→ PROBLEM SET
1. In the PPO notebook, what value is `clip_range` set to when the model is created?
2. Please extract the passage of the PPO notebook from "We install the" up to and including "to your venv.", word for word.

→ EXCERPT TO READ
# PPO (Proximal Policy Optimization) with Stable Baselines3

**Goal:** Train a PPO agent on `CartPole-v1` with vectorized environments.  
**Why PPO?** On-policy actor-critic with **clipped objective** to limit destructive policy updates — robust and widely used.



### Why this step?  
We install the required packages so the notebook can run anywhere (local, Colab).  
- **gymnasium**: modern Gym API for RL environments  
- **stable-baselines3**: popular, well-maintained RL algorithms (DQN, PPO, A2C)  
- **tensorboard** (optional): view training curves  
- **matplotlib**: simple plotting

### How it works  
`pip` installs packages into the active environment. In Colab, this writes to the session; locally, it writes to your venv.


In [None]:

# If running locally and already installed, you can skip this.
# In Colab, keep this cell.
# Note: remove the `-q` if you want to see full logs.
!pip install -q gymnasium[classic-control]==0.29.1 stable-baselines3==2.3.2 tensorboard matplotlib numpy



### Why this step?
Import PPO and create **vectorized environments** to parallelize rollouts.

### How it works
`make_vec_env` spawns multiple env copies; PPO collects batches from all of them before each update.


In [None]:

import gymnasium as gym
from stable_baselines3 import PPO
from stable_baselines3.common.env_util import make_vec_env
from stable_baselines3.common.evaluation import evaluate_policy

vec_env = make_vec_env("CartPole-v1", n_envs=4, seed=42)
vec_env



### Why this step?
Instantiate the PPO model and set core hyperparameters.

### How it works
- `n_steps`: rollout length per env before an update  
- `batch_size`: minibatch size per gradient step  
- `clip_range`: PPO's policy ratio clipping parameter


In [None]:

model = PPO(
    policy="MlpPolicy",
    env=vec_env,
    n_steps=128,
    batch_size=64,
    n_epochs=10,
    gamma=0.99,
    gae_lambda=0.95,
    clip_range=0.2,
    ent_coef=0.0,
    vf_coef=0.5,
    max_grad_norm=0.5,
    verbose=1,
    seed=42,
)
model



### Why this step?
Train PPO with parallel environments for a fixed budget.

### How it works
PPO alternates between collecting on-policy rollouts and performing several epochs of SGD on those data.


In [None]:

model.learn(total_timesteps=200_000, log_interval=10)



### Why this step?
Evaluate the trained PPO policy.

### How it works
We run `evaluate_policy` with deterministic actions on a non-vectorized env for clarity.


In [None]:

eval_env = gym.make("CartPole-v1")
mean_reward, std_reward = evaluate_policy(model, eval_env, n_eval_episodes=10, deterministic=True)
print(f"PPO — Mean reward: {mean_reward:.2f} ± {std_reward:.2f}")



### Why this step?
(Optionally) Save and reload, then roll out one episode to verify behavior.


In [None]:
model.save("ppo_cartpole")
del model
model = PPO.load("ppo_cartpole", env=vec_env)

obs = vec_env.reset()
ep_rewards = 0.0
for _ in range(1000):
    action, _ = model.predict(obs, deterministic=True)
    obs, rewards, dones, infos = vec_env.step(action)   # only 4 values here
    ep_rewards += float(rewards.mean())
    if dones.any():   # at least one env finished
        obs = vec_env.reset()
print("Sample vectorized rollout mean-step reward:", ep_rewards)

→ STORED ROWS
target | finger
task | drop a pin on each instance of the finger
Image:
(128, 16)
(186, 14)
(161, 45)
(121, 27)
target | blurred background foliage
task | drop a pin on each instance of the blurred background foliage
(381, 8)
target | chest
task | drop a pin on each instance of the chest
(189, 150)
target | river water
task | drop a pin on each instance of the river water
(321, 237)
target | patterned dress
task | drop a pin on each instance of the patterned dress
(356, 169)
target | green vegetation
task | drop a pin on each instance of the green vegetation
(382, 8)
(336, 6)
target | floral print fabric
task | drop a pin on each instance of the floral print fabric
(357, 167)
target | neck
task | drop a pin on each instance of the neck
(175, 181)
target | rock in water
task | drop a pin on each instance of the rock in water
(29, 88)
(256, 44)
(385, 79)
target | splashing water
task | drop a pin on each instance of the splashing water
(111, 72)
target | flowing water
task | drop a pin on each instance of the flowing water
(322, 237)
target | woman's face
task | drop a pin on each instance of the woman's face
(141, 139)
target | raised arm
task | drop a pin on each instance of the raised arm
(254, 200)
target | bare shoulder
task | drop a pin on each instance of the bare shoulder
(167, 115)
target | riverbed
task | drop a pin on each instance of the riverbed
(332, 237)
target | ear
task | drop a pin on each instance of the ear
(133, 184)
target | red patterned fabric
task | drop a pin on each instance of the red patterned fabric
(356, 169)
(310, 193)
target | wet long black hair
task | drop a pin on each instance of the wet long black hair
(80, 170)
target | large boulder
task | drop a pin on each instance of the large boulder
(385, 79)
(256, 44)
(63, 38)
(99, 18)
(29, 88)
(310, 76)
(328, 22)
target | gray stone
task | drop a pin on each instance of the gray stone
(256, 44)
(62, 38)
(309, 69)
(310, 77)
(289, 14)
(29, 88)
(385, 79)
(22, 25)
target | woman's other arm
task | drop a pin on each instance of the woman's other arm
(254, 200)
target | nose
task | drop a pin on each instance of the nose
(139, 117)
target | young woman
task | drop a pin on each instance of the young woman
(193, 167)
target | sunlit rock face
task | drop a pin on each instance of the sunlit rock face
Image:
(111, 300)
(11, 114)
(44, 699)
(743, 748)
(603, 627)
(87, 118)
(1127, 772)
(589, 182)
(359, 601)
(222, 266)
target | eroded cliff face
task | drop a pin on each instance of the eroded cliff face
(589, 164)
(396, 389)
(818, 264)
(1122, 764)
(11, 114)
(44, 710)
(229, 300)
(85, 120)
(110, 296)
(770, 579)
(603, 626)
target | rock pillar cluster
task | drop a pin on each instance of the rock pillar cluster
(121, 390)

→ TASK-BY-TASK ANSWERS
1. 0.2

2.
We install the required packages so the notebook can run anywhere (local, Colab).  
- **gymnasium**: modern Gym API for RL environments  
- **stable-baselines3**: popular, well-maintained RL algorithms (DQN, PPO, A2C)  
- **tensorboard** (optional): view training curves  
- **matplotlib**: simple plotting

### How it works  
`pip` installs packages into the active environment. In Colab, this writes to the session; locally, it writes to your venv.